THE REQUEST
Format the listing below as a JSON array of strings, with one string per line and no entries for blank lines.

══ DATASET RECORDS ══

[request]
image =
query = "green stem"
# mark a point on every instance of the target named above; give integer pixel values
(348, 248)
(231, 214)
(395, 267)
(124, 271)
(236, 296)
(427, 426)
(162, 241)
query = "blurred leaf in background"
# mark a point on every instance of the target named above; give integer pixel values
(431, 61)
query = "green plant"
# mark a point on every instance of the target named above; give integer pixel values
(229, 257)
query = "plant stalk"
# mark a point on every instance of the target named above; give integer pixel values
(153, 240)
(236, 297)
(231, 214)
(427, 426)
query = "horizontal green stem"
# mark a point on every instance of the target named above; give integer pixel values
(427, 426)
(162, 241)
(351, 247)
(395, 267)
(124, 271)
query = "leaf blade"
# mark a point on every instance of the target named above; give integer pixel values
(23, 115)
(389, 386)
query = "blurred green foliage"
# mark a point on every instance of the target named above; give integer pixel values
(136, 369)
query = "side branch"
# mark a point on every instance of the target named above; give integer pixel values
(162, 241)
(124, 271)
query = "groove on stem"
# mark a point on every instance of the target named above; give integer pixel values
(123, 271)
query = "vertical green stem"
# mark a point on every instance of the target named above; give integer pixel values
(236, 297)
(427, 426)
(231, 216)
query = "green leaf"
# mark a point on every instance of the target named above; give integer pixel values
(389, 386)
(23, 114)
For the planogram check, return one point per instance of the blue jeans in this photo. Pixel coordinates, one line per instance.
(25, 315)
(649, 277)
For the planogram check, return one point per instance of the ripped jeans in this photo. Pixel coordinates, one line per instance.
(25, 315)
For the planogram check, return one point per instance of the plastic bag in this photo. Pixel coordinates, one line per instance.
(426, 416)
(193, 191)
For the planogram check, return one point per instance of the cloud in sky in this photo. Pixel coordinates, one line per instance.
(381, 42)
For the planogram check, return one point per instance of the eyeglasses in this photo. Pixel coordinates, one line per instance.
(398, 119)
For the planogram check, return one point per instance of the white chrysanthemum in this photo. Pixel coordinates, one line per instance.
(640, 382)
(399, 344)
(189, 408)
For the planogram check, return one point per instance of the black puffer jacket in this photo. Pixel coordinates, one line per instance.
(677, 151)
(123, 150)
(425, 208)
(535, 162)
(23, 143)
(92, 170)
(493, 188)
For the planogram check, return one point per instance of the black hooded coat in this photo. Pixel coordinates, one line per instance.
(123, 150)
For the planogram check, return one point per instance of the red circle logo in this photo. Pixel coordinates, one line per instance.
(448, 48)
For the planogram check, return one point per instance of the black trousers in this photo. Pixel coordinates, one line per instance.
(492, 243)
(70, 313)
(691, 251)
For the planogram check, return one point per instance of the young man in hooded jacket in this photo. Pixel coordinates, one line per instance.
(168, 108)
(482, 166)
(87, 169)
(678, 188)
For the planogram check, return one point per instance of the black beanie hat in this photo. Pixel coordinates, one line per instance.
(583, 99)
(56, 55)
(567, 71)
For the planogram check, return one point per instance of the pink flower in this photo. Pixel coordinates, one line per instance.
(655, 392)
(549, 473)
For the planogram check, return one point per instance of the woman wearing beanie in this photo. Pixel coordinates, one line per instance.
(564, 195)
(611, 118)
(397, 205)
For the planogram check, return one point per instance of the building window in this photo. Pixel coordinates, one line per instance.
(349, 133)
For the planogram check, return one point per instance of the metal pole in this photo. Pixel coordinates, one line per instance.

═══

TASK OUTPUT
[
  "[request]",
  "image =",
  "query = \"green stem\"",
  "# mark a point on every instance of the target named above; give integer pixel values",
  "(348, 248)",
  "(231, 214)",
  "(395, 267)",
  "(124, 271)",
  "(236, 296)",
  "(427, 426)",
  "(162, 241)",
  "query = \"blurred leaf in background\"",
  "# mark a point on every instance of the target named above; give integer pixel values",
  "(431, 61)",
  "query = \"green plant\"",
  "# mark a point on every instance of the target named above; give integer pixel values",
  "(229, 257)",
  "query = \"plant stalk\"",
  "# mark a point on every instance of the target named above; give integer pixel values",
  "(153, 240)",
  "(236, 297)",
  "(231, 214)",
  "(427, 426)",
  "query = \"horizontal green stem\"",
  "# mark a point on every instance of the target named above; give integer pixel values",
  "(427, 426)",
  "(162, 241)",
  "(351, 247)",
  "(395, 267)",
  "(124, 271)",
  "query = \"leaf blade\"",
  "# mark a point on every instance of the target named above; give integer pixel values",
  "(23, 115)",
  "(389, 386)",
  "query = \"blurred green foliage\"",
  "# mark a point on every instance of the target named above; give integer pixel values",
  "(136, 369)",
  "query = \"side branch\"",
  "# mark a point on every instance of the target named above; give integer pixel values",
  "(162, 241)",
  "(124, 271)",
  "query = \"groove on stem\"",
  "# mark a point on every instance of the target named above; give integer pixel values",
  "(123, 271)",
  "query = \"vertical green stem\"",
  "# mark a point on every instance of the target named above; give integer pixel values",
  "(236, 297)",
  "(427, 426)",
  "(231, 216)",
  "query = \"green leaf\"",
  "# mark a point on every instance of the target named above; give integer pixel values",
  "(389, 386)",
  "(23, 114)",
  "For the planogram check, return one point per instance of the blue jeans in this photo. Pixel coordinates, one line per instance.",
  "(25, 315)",
  "(649, 277)",
  "For the planogram check, return one point per instance of the ripped jeans in this photo. Pixel coordinates, one line per instance.",
  "(25, 315)",
  "For the planogram check, return one point per instance of the plastic bag in this photo. Pixel coordinates, one line per instance.",
  "(426, 416)",
  "(193, 191)",
  "For the planogram check, return one point per instance of the cloud in sky in this photo. Pixel coordinates, one line per instance.",
  "(381, 42)",
  "For the planogram check, return one point per instance of the eyeglasses in this photo. Pixel coordinates, one line per instance.",
  "(398, 119)",
  "For the planogram check, return one point per instance of the white chrysanthemum in this photo. Pixel coordinates, one line per instance.",
  "(640, 382)",
  "(399, 344)",
  "(189, 408)",
  "For the planogram check, return one point per instance of the black puffer jacket in this photo. Pixel coordinates, one line per instance.",
  "(677, 151)",
  "(123, 150)",
  "(425, 208)",
  "(535, 162)",
  "(23, 143)",
  "(92, 170)",
  "(493, 188)",
  "For the planogram check, return one point per instance of the black hooded coat in this photo. Pixel coordinates, one line per instance.",
  "(123, 150)",
  "For the planogram check, return one point per instance of the red circle logo in this photo. Pixel coordinates, one line per instance.",
  "(448, 48)",
  "For the planogram check, return one point per instance of the black trousers in this photo. Pixel coordinates, one line per instance.",
  "(492, 243)",
  "(70, 313)",
  "(691, 251)",
  "For the planogram check, return one point per instance of the young man in hooded jacket in this photo. Pixel coordinates, one line per instance.",
  "(168, 108)",
  "(482, 166)",
  "(87, 169)",
  "(678, 188)",
  "For the planogram check, return one point per instance of the black beanie hat in this photo. Pixel coordinates, one line per instance.",
  "(583, 99)",
  "(56, 55)",
  "(567, 71)",
  "For the planogram check, return one point per instance of the pink flower in this photo. Pixel coordinates, one line per instance.",
  "(655, 392)",
  "(549, 473)",
  "For the planogram check, return one point per instance of the woman wearing beanie in this photo. Pixel coordinates, one line per instance.",
  "(564, 195)",
  "(611, 118)",
  "(397, 205)",
  "For the planogram check, return one point per instance of the building window in this photo. Pixel coordinates, one line per instance.",
  "(349, 133)",
  "For the planogram check, return one point per instance of the metal pole in this photo. Pixel coordinates, one line per instance."
]